Every single entry that follows is to be retyped exactly.
═════ PROVIDED ENTRIES ═════
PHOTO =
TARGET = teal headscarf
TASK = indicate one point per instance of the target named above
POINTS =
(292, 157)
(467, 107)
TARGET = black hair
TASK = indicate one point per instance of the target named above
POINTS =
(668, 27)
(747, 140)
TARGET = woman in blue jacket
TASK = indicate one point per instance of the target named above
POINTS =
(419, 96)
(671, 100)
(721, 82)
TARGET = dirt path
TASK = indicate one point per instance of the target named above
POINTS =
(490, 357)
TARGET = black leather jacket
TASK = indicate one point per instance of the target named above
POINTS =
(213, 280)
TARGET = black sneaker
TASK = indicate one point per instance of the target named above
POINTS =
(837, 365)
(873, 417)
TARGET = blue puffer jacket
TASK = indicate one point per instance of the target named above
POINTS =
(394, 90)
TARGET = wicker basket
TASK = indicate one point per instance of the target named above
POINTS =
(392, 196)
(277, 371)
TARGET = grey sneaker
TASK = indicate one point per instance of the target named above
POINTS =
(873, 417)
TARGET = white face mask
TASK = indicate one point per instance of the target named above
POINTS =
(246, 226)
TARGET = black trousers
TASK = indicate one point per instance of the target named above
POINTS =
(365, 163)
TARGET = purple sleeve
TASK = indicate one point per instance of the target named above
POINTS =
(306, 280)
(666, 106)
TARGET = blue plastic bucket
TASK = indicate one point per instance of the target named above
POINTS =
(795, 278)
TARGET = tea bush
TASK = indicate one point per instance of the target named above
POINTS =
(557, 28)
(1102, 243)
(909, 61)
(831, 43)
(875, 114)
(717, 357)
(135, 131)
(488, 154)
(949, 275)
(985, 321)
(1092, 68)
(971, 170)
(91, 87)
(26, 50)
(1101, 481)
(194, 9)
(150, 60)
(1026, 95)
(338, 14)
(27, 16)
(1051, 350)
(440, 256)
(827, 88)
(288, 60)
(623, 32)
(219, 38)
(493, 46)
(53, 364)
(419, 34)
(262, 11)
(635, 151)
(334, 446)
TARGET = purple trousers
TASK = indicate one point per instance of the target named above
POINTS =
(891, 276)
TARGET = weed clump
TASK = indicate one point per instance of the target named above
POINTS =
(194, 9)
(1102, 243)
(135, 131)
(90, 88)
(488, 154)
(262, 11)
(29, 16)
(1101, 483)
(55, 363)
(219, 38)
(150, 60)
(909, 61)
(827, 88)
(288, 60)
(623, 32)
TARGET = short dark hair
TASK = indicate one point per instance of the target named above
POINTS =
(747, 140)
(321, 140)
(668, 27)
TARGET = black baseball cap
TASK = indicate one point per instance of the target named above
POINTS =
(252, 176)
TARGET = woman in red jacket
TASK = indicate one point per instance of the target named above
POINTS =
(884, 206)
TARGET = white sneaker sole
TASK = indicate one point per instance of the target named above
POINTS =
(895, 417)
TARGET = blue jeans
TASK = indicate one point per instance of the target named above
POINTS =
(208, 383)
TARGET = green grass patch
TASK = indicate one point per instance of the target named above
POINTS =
═════
SOLUTION FOR THIS EXERCISE:
PHOTO =
TARGET = teal headscarf
TASK = indicate one point per instance of the target named above
POINTS =
(292, 157)
(467, 107)
TARGET = black hair
TASK = indicate one point per instance of the target named above
POINTS =
(668, 27)
(747, 140)
TARGET = woman in blue jacket
TASK = indicate one point per instance of the target named above
POINTS =
(419, 96)
(671, 100)
(721, 82)
TARGET = dirt path
TASK = indicate one point per instance of the target named above
POINTS =
(490, 357)
TARGET = black leather jacket
TASK = indicate one point per instance of the target named above
POINTS =
(213, 280)
TARGET = black sneaker
TASK = indicate one point per instance of the target named above
POINTS =
(837, 365)
(873, 417)
TARGET = blue puffer jacket
TASK = indicate one point per instance of the target named above
POINTS =
(394, 90)
TARGET = wicker basket
TASK = indicate one point per instance of the target named above
POINTS =
(392, 196)
(277, 371)
TARGET = grey sneaker
TASK = indicate one point per instance of the target named above
POINTS =
(873, 417)
TARGET = white face mask
TASK = indicate one point per instance of the target named above
POINTS =
(246, 226)
TARGET = black trousers
TASK = indicate one point per instance of the target named above
POINTS =
(365, 163)
TARGET = purple sleeve
TASK = indicate one point per instance of the target named above
POINTS =
(306, 280)
(666, 106)
TARGET = blue plastic bucket
TASK = indicate one point per instance of the target named above
POINTS =
(795, 278)
TARGET = tea bush
TASK = indicate one point per instance of the target named above
POINTS =
(557, 28)
(1102, 243)
(909, 61)
(831, 43)
(875, 114)
(717, 357)
(135, 131)
(488, 154)
(949, 275)
(985, 321)
(1092, 68)
(971, 170)
(91, 87)
(26, 50)
(1101, 481)
(194, 9)
(150, 60)
(1026, 95)
(338, 14)
(27, 16)
(1051, 350)
(440, 256)
(827, 88)
(288, 60)
(623, 32)
(219, 38)
(493, 46)
(53, 364)
(419, 34)
(262, 11)
(635, 151)
(334, 446)
TARGET = purple trousers
TASK = indicate one point per instance of the target named above
POINTS =
(891, 276)
TARGET = weed clump
TASK = indicate one point per instance of the target named above
POINTS =
(194, 9)
(1102, 243)
(135, 131)
(90, 88)
(488, 154)
(262, 11)
(29, 16)
(1101, 483)
(55, 363)
(219, 38)
(150, 60)
(909, 61)
(827, 88)
(288, 60)
(623, 32)
TARGET = short dark hair
TASK = indicate one point per instance of the target named above
POINTS =
(747, 140)
(321, 140)
(668, 27)
TARGET = black baseball cap
TASK = indicate one point per instance of the target named above
POINTS =
(252, 176)
TARGET = woman in red jacket
TASK = indicate one point per instance of the target named above
POINTS =
(884, 206)
TARGET = white sneaker sole
TASK = indicate one point per instance of the target named above
POINTS =
(895, 417)
TARGET = blue jeans
TASK = indicate one point per instance of the target named above
POINTS =
(208, 383)
TARGET = green grass patch
TASK = indicate one point per instance of the target named above
POINTS =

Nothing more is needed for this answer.